• WORK TO COMPLETE
When a line below contains the word "gray", it counts toward the total; give that total and nothing besides.

• DATA SHOWN
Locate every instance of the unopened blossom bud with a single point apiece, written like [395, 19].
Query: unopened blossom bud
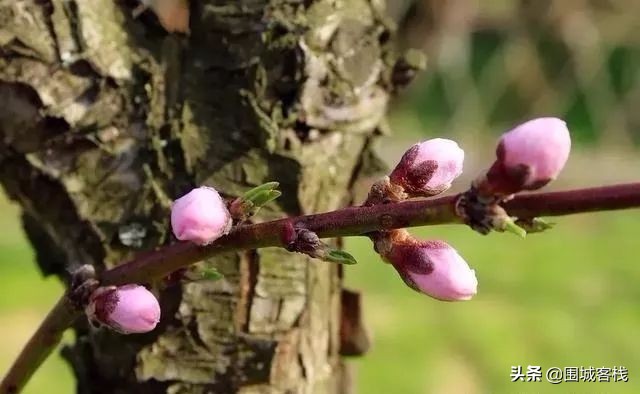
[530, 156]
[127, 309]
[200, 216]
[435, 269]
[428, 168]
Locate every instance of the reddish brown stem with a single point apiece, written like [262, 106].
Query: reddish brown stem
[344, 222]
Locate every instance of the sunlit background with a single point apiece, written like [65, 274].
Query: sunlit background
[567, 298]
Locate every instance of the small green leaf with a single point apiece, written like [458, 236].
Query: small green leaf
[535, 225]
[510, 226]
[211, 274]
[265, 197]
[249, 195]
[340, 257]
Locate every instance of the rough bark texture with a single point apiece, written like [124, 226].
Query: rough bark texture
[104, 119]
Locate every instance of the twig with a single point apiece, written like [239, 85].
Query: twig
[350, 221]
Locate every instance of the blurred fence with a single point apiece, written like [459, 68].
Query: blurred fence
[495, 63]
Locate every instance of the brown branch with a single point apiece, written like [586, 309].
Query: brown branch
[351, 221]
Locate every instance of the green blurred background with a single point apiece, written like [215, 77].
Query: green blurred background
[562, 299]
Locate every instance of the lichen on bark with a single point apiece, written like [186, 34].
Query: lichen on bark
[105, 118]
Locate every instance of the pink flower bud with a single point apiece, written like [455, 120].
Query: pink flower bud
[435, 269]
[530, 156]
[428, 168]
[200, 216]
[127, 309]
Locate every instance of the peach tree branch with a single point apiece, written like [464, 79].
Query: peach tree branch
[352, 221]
---
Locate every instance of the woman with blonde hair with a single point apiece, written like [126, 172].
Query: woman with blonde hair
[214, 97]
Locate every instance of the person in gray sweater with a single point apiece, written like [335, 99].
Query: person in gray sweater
...
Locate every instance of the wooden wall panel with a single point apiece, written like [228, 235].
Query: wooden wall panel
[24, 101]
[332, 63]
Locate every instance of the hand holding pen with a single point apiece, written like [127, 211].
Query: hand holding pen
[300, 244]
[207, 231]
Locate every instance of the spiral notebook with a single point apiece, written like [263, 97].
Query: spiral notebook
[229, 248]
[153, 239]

• SOLUTION TO THIS EXERCISE
2